Passage shown: Begin

The General Game Playing (GGP) competition was introduced by Michael Genesereth and Nathaniel Love of Stanford University in an AAAI 2005 paper (dated March 9, 2005) and run as an open competition at that year’s AAAI National Conference. Its premise was a direct critique of how AI had been pursuing games. As the paper put it, specialized players such as IBM’s Deep Blue are “very narrow” - Deep Blue beat the world chess champion but “has no clue how to play checkers; it cannot even balance a checkbook.” Worse, most of the cleverness lived in the programmers, not the program.
GGP flipped the rules. A general game player receives a formal description of a game it has never seen - written in the Game Description Language (GDL) - at runtime, and must work out how to play it well with no human intervention and no game-specific code. To win, a system could not be pre-tuned for chess or Go; it had to bring general capabilities like knowledge representation, reasoning, and rational decision-making and integrate them on the fly. The competition offered a $10,000 prize and required entrants to handle games ranging from tic-tac-toe to complex multiplayer settings with complete or partial information.
GGP matters because it targeted generality - the ability to handle unfamiliar problems - which the authors tied directly to the long-range goals of artificial intelligence. The idea anticipated today’s interest in general-purpose agents and foundation models that adapt to new tasks rather than being rebuilt for each one. For a general reader, it is an early, clear statement of an enduring distinction: a system that masters one game is impressive, but a system that can learn any game from its rules is closer to intelligence.

Passage shown: End
Excerpted data: Begin

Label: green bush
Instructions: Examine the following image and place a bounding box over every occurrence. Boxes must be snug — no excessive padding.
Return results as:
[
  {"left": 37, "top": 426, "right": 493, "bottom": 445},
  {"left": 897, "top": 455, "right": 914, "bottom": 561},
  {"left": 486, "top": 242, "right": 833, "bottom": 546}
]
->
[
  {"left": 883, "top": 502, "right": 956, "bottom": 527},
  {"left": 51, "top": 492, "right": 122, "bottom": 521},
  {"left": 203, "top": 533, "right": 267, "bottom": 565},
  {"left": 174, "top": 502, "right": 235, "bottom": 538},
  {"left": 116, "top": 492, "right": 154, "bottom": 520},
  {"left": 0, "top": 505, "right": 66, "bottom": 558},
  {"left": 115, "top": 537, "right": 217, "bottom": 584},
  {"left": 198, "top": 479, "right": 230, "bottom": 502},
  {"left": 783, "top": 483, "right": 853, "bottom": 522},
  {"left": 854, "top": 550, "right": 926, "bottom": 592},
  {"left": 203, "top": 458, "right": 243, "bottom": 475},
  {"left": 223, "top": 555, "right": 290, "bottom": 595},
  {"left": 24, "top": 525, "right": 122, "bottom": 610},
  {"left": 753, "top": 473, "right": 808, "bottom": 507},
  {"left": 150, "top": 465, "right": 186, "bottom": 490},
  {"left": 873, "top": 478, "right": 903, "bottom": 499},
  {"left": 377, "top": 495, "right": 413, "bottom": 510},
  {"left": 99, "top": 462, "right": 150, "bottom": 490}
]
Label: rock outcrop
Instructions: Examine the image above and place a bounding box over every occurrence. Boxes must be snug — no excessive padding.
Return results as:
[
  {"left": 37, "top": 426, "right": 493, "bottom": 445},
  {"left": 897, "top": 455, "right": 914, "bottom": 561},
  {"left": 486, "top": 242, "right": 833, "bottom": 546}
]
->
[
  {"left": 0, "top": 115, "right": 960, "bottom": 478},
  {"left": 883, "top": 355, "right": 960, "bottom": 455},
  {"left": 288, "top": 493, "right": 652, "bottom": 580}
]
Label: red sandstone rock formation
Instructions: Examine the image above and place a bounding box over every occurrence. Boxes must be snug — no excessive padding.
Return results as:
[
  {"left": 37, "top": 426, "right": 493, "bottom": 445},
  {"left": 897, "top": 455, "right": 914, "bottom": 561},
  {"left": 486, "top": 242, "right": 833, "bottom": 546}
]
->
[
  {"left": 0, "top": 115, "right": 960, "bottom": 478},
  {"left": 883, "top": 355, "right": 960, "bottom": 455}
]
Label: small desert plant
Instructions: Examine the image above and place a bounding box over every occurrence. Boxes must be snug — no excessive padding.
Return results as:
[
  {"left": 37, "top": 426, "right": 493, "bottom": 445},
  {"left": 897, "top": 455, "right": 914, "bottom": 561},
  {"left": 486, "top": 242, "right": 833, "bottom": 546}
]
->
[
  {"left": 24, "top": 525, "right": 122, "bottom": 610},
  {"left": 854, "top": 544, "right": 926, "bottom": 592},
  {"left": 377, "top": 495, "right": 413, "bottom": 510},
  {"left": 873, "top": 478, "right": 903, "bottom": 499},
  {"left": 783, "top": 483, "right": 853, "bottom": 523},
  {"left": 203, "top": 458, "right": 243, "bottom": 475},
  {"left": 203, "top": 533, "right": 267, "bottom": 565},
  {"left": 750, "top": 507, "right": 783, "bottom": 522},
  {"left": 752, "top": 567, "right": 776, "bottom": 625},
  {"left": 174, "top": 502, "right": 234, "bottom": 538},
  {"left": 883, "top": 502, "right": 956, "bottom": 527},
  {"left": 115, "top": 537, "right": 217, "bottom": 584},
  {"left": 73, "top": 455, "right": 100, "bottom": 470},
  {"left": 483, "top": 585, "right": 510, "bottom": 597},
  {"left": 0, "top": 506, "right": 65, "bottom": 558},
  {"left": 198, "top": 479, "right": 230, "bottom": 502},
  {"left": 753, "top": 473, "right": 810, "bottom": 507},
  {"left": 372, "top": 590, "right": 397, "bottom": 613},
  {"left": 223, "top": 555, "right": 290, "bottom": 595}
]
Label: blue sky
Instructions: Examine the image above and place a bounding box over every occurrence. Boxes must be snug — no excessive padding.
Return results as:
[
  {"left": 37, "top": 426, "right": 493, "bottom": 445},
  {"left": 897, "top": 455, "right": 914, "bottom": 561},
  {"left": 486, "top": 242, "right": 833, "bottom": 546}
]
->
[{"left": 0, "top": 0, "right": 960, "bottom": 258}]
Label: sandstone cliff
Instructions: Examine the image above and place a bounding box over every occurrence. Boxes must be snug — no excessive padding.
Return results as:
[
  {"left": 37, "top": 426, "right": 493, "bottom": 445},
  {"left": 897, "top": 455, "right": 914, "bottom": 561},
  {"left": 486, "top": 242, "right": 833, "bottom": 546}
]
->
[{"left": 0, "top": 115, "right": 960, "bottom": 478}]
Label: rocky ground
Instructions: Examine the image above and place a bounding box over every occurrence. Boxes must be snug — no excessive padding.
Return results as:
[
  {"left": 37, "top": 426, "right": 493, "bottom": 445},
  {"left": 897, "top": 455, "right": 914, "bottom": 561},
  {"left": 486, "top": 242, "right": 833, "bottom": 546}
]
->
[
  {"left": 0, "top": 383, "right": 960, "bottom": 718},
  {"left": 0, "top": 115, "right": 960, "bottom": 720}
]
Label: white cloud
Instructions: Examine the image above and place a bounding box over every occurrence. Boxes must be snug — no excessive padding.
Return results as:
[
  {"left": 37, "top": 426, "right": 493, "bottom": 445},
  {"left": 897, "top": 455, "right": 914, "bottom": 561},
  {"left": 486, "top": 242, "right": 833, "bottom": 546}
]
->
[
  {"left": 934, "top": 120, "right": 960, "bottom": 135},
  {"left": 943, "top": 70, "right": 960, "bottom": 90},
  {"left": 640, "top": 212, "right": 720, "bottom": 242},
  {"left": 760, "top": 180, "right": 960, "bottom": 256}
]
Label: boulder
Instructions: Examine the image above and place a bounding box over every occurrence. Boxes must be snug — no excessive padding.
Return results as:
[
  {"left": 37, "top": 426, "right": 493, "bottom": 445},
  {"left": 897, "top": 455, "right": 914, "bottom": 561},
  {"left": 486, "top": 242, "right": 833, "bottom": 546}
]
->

Excerpted data: End

Assigned task 1 | Summarize the passage on General Game Playing in two sentences.
Assigned task 2 |
Answer these questions from the passage on General Game Playing:
(a) Who introduced the competition?
(b) In what language are the game descriptions written?
(c) How much was the competition's prize?
Assigned task 3 | Repeat word for word the portion of the passage on General Game Playing from "GGP flipped the" up to and including "or partial information.".
The items have no connection to the passage on General Game Playing.

Your solution 1 | The General Game Playing competition, introduced by Michael Genesereth and Nathaniel Love of Stanford University in 2005, criticized specialized game programs like Deep Blue as very narrow. Instead, a general game player receives a formal description of an unseen game in the Game Description Language at runtime and must work out how to play it well without human intervention or game-specific code, a goal the authors tied to the long-range aims of artificial intelligence.

Your solution 2 |
(a) Michael Genesereth and Nathaniel Love of Stanford University
(b) The Game Description Language (GDL)
(c) $10,000

Your solution 3 |
GGP flipped the rules. A general game player receives a formal description of a game it has never seen - written in the Game Description Language (GDL) - at runtime, and must work out how to play it well with no human intervention and no game-specific code. To win, a system could not be pre-tuned for chess or Go; it had to bring general capabilities like knowledge representation, reasoning, and rational decision-making and integrate them on the fly. The competition offered a $10,000 prize and required entrants to handle games ranging from tic-tac-toe to complex multiplayer settings with complete or partial information.